--- BEGIN DATA FOR THE TASK ---

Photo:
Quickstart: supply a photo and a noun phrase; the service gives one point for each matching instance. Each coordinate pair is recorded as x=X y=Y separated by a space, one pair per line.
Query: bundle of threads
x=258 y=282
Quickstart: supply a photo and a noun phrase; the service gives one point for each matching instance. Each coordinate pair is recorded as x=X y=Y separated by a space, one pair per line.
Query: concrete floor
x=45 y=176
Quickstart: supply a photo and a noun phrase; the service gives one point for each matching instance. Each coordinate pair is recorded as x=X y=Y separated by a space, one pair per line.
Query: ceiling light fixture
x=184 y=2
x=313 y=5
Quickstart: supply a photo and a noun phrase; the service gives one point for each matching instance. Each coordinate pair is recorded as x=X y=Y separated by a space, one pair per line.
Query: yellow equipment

--- END DATA FOR THE TASK ---

**GIVEN INSTRUCTION**
Copy every item above word for word, keeping each line unchanged.

**OUTPUT OF THE EXERCISE**
Photo:
Quickstart: supply a photo and a noun phrase; the service gives one point for each matching instance. Each coordinate pair is recorded as x=X y=Y separated by a space, one pair per line.
Query: bundle of threads
x=258 y=282
Quickstart: supply a photo and a noun phrase; the service gives one point for each matching instance. Each coordinate pair is recorded as x=X y=Y separated by a space, one pair per line.
Query: concrete floor
x=45 y=176
Quickstart: supply a photo and a noun phrase; the service gives one point for each matching instance. Each coordinate pair is recorded as x=X y=Y separated by a space, one pair per line.
Query: ceiling light fixture
x=184 y=2
x=313 y=5
Quickstart: supply a photo and a noun phrase; the service gives one point for each matching instance. Each coordinate pair is recorded as x=X y=Y separated by a space, one pair per line.
Query: yellow equipment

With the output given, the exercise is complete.